====== RECORDS SUPPLIED

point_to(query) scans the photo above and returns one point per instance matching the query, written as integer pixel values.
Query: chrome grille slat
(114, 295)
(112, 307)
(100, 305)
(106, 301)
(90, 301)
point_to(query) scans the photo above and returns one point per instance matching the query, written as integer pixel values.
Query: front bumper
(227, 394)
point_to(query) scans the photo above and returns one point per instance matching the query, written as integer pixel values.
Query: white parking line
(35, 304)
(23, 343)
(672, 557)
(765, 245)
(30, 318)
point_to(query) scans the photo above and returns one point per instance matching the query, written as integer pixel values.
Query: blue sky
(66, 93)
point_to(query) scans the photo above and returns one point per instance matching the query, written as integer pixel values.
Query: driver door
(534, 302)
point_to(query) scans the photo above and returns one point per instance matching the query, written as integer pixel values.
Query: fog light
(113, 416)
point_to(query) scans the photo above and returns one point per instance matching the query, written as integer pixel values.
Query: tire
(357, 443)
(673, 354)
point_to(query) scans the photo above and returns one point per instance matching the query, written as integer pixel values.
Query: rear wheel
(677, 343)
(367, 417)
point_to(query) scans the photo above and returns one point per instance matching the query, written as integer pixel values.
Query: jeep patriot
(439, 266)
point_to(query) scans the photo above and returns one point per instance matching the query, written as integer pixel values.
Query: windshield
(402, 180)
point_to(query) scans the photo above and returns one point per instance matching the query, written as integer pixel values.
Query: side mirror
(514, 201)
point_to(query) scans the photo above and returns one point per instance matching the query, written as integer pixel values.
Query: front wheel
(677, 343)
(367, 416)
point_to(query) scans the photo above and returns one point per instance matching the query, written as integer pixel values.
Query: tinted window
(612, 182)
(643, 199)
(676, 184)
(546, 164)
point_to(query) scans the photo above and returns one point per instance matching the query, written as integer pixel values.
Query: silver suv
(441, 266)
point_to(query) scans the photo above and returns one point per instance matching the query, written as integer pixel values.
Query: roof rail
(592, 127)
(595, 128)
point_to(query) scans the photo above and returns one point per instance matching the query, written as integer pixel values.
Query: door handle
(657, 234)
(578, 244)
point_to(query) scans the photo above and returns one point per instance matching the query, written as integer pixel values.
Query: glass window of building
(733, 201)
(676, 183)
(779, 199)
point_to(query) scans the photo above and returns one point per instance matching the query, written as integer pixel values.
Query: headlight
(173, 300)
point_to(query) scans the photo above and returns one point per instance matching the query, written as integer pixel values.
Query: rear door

============

◆ **TASK REQUIREMENTS**: Reproduce each line of the material above precisely.

◆ **EXERCISE RESULT**:
point_to(query) scans the photo above and returns one point per instance matching the query, written as integer pixel values.
Query: chrome grille slat
(114, 295)
(112, 307)
(100, 305)
(106, 301)
(90, 301)
point_to(query) scans the photo above and returns one point per instance matching the query, written as integer pixel values.
Query: front bumper
(227, 394)
point_to(query) scans the photo above and returns one point per instance matching the query, written as integer pixel values.
Query: white parking line
(35, 304)
(23, 343)
(672, 557)
(765, 245)
(30, 318)
point_to(query) scans the photo above and returns one point per instance matching the query, written as integer pixel values.
Query: blue sky
(66, 93)
point_to(query) scans the photo above and returns one point per instance matching the query, written as integer pixel values.
Query: driver door
(534, 302)
point_to(query) scans the photo above and returns one point per instance matching the query, written as integer pixel values.
Query: fog light
(113, 416)
point_to(query) scans the photo above and returns one point per instance matching the query, written as integer pixel values.
Query: tire
(357, 443)
(673, 354)
point_to(query) scans the photo above and returns one point per instance matching the query, written as integer pixel values.
Query: rear wheel
(677, 343)
(367, 417)
point_to(query) scans the photo above and returns one point per instance matching the query, written as integer pixel values.
Query: jeep patriot
(439, 266)
point_to(query) scans the photo above and returns one point per instance matching the query, written as integer pixel values.
Query: windshield
(402, 180)
point_to(query) scans the photo above and returns one point per instance matching the query, written as integer pixel values.
Query: side mirror
(514, 201)
point_to(query) scans the photo above and returns one point per instance matching the query, written as integer pixel values.
Query: front wheel
(677, 343)
(367, 416)
point_to(query) scans the photo above and returns one point per instance matching the query, written as integer pixel values.
Query: tinted window
(612, 182)
(643, 199)
(676, 184)
(546, 164)
point_to(query) scans the photo above and returns one point per instance matching the query, written as integer pixel values.
Query: silver suv
(441, 266)
point_to(query) scans the photo above and returns one point per instance matching the query, written as integer pixel values.
Query: roof rail
(592, 127)
(595, 128)
point_to(query) scans the photo above and returns one point per instance matching the query, written as integer pixel values.
Query: door handle
(657, 234)
(578, 244)
point_to(query) scans the photo above and returns one point per instance matching the query, written as integer pixel values.
Query: glass window of building
(733, 201)
(676, 183)
(779, 199)
point_to(query) scans the photo above and returns one point per instance matching the query, written as integer pixel values.
Query: headlight
(173, 300)
point_to(query) scans the photo above and returns one point per instance matching the query, written as integer pixel values.
Query: rear door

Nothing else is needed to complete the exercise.